GIVEN EXERCISE A
List every row of the rows that contains the word "blue", treating case as significant.

SELECTION
•••••
Why Would I Lie? is a 1980 American comedy-drama film about a compulsive liar named Cletus (Treat Williams).  The film, which was directed by Larry Peerce and shot in Spokane, Washington, is based on the novel The Fabricator by Hollis Hodges.

Plot
Cletus Hayworth, a compulsive liar, is employed as a social worker. He tries to find a home for a young boy named Jorge and, in so doing, falls in love with a social worker, who unbeknownst to everyone is Jorge's mother.
•••••
GIVEN EXERCISE B
Answer these questions from the film article above, each on its own line:
(i) In what city and state was the film shot?
(ii) On what novel is the film based, and who wrote it?
(iii) What job does Cletus Hayworth hold?
•••••
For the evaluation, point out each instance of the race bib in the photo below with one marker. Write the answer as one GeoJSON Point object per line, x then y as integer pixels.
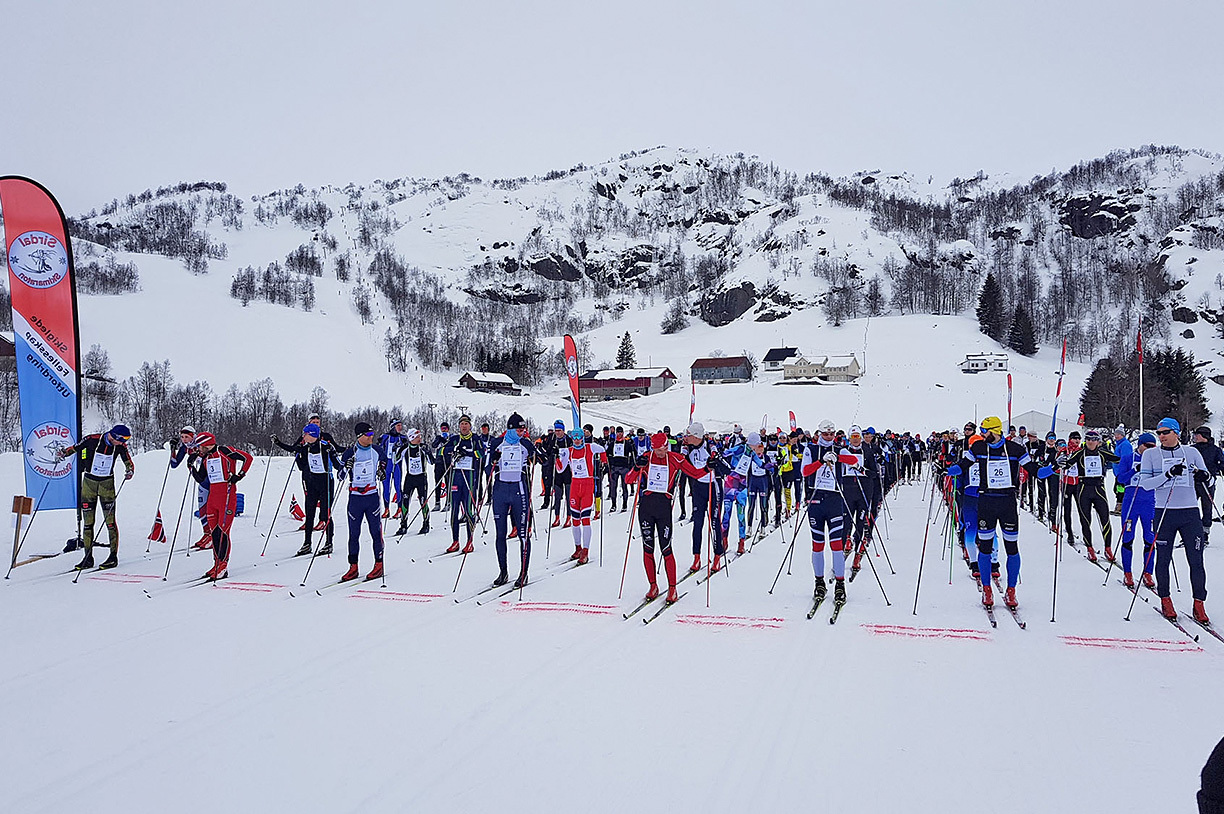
{"type": "Point", "coordinates": [998, 474]}
{"type": "Point", "coordinates": [1179, 480]}
{"type": "Point", "coordinates": [103, 465]}
{"type": "Point", "coordinates": [578, 465]}
{"type": "Point", "coordinates": [742, 468]}
{"type": "Point", "coordinates": [315, 459]}
{"type": "Point", "coordinates": [656, 477]}
{"type": "Point", "coordinates": [362, 474]}
{"type": "Point", "coordinates": [512, 462]}
{"type": "Point", "coordinates": [1092, 466]}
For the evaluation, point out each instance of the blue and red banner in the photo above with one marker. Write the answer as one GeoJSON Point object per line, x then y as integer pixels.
{"type": "Point", "coordinates": [572, 370]}
{"type": "Point", "coordinates": [42, 280]}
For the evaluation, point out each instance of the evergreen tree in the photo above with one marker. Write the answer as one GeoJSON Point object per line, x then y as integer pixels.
{"type": "Point", "coordinates": [990, 313]}
{"type": "Point", "coordinates": [626, 356]}
{"type": "Point", "coordinates": [1022, 338]}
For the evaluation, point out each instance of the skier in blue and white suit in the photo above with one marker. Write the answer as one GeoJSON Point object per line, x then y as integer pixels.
{"type": "Point", "coordinates": [511, 466]}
•••••
ANSWER A
For the evaluation, point out each instance of the blue and red banner in the photo above with one marker. Write the answer as one GeoJSON Point object per line, x then y as integer pixels.
For the evaluation, point out each instance of the skier in blue and white suit in the photo above with one marker. Write the answer as one GeoJSON Point object per line, x then y as integer pixels.

ANSWER B
(i) Spokane, Washington
(ii) The Fabricator, by Hollis Hodges
(iii) Social worker